Work required :: Repeat every entry word for word, but leave the images out of your copy.
[Opening Given data section]
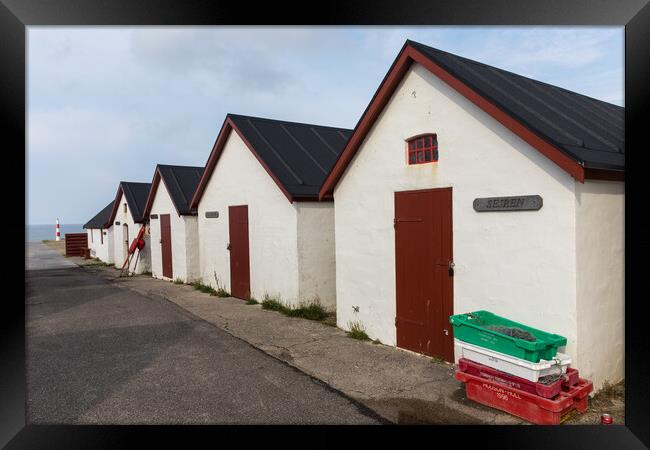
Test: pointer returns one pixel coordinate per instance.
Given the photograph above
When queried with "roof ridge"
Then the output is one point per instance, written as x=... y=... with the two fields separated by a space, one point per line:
x=513 y=73
x=276 y=153
x=267 y=119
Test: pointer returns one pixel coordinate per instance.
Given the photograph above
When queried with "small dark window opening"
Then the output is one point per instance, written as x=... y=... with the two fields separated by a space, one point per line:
x=423 y=149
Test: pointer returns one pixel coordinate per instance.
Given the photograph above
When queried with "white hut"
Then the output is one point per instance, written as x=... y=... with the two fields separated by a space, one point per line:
x=127 y=219
x=173 y=224
x=465 y=187
x=261 y=227
x=100 y=235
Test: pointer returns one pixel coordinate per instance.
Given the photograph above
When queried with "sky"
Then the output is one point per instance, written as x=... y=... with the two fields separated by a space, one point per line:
x=106 y=104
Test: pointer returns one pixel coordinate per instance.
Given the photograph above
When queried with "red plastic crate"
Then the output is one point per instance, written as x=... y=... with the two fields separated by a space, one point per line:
x=543 y=390
x=530 y=407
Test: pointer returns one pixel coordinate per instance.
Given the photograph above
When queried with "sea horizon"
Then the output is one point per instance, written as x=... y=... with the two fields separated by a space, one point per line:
x=41 y=232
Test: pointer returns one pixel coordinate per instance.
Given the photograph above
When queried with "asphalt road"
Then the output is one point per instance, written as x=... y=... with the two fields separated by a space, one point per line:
x=100 y=354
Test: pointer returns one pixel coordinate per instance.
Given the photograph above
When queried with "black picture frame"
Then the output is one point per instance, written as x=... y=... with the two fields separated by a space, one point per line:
x=16 y=15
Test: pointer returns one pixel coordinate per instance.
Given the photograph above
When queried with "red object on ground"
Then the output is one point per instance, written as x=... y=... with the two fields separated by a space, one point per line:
[Closing Given data section]
Result for this exercise ::
Test: pointer returns one pixel coordinate per instance.
Given the photograph above
When queried with "roof ridge"
Then the output is one point per instance, written as x=... y=... with the two fields separated by a space, one point per line:
x=513 y=73
x=276 y=153
x=267 y=119
Test: pointer returns one pixel coordinate per instance.
Given the photograph above
When queried with "small dark window opening"
Then the output is one point per instance, written as x=... y=... with the two fields separated by a space, one point per line:
x=423 y=149
Test: pointer returns one pixel coordinate per instance.
Given the photograph above
When queried with "white hut"
Then the output is one point per instance, written as x=... y=... with the two fields separated by a space, one point per line:
x=127 y=219
x=173 y=224
x=465 y=187
x=261 y=227
x=100 y=235
Test: pointer returns one pixel coordinate per instance.
Given the photograph above
When queried with "sky"
Then the output is one point per instance, written as x=... y=... with the two fields separated by a space, one point per line:
x=106 y=104
Test: pointer returns one pixel coordinate per instance.
Given the photograph above
When queried with "red plastic crate"
Then the output is one point per instance, written as x=... y=... with the two fields separated by a space, one point per line:
x=543 y=390
x=530 y=407
Test: pointer returns one pixel coordinate per instance.
Given the photograph above
When queried with "sea horizon"
Then the output is one point per instance, written as x=... y=... with the two fields separated by a space, one point per line:
x=41 y=232
Test: pointer returns one pixel coordinate per instance.
Given the photograph above
When queried with "asphalt road"
Then the output is one point per instance, written as x=... y=... with the two fields separated by a space, one point per line:
x=100 y=354
Test: pointer returns one pixel coordinate per instance.
Given the photograph above
When queried with "black picture frame"
Then the output is one point per instance, written as x=... y=... with the two fields separated by a space, one point per line:
x=16 y=15
Test: pointer returns one pixel coordinate per instance.
Given the photograph above
When queried with "red object on ground"
Then the output is one point per instance, written as x=... y=... with the two fields separated by a space, one point per line:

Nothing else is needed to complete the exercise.